=== STUDY QUESTIONS ===
a - From the excerpt on AI and app modernization, copy word for word the part that opens with the words containing "Meanwhile, when it" and closes with "JavaScript into Python.".
b - Write the next part of the excerpt on AI and app modernization, picking up right after its last sentence.

Meanwhile, when it comes to app modernization, AI can discover architecture, document data interactions, APIs, network paths, and do authentication checks and authorization; it can also write code for Terraform for deployment and refactor JavaScript into Python.
Where the company would have previously spent weeks and months and hundreds of thousands of dollars to update one application, Finnerty said, agents are now handling the work through prompts.
Running into “wackiness”
That’s not to say there aren’t significant challenges; Finnerty noted that his team has run into some “wackiness”; for example in automated code and scenario testing. AI has blatantly made up scenarios, whether due to incorrect context, infrastructure, “or if it was just getting creative with, ‘You should be testing these three functions that don’t even exist in the code that you’re trying to test.’”

=== SUPPLIED DATA ===
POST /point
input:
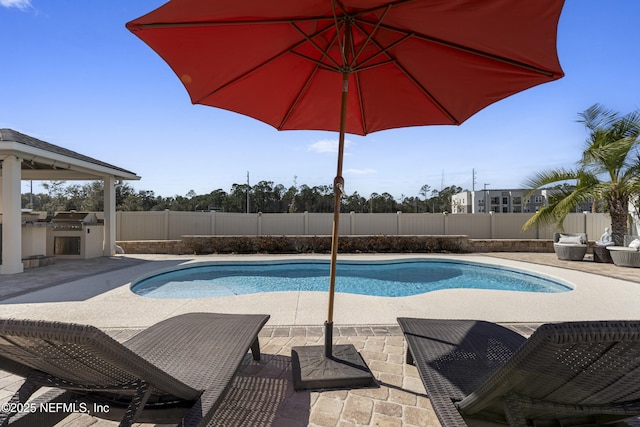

=== RESPONSES FOR EACH TASK ===
a -
Meanwhile, when it comes to app modernization, AI can discover architecture, document data interactions, APIs, network paths, and do authentication checks and authorization; it can also write code for Terraform for deployment and refactor JavaScript into Python.

b -
“That surprised me a little bit because I thought we were further past some of the hallucination challenges in these later models,” he said.
To address this, his team has engineered guardrails to keep hallucinations to a minimum, essentially using AI to supervise AI and applying confidence scores. So if Claude created the first output, they’ll instruct Microsoft Copilot to assess it.
“So if you ask something once, have AI check it, then ask it a third time, the confidence increases every time, and it minimizes some of the garbage that gets created in the early runs,” Finnerty said.
Use cases for agentic AI in financial services
Meanwhile, at Mastercard, Chief Data Officer Andrew Reiskind and his team are focusing agentic experimentation on highly orchestrated transaction and dispute workflows. As he noted, a chargeback or fraud dispute is not a single event.
When a consumer disputes a charge (typically online), that “kicks off an entire other process on the back-end that tends to be very labor-intensive,” Reiskind said.
Mastercard has to collect specifics about the actual dispute; then the merchant has its own investigations (Was the card reported as lost or stolen? Does the consumer dispute charges often?). Further, the network sitting in the middle has its own rules for timing and information submission.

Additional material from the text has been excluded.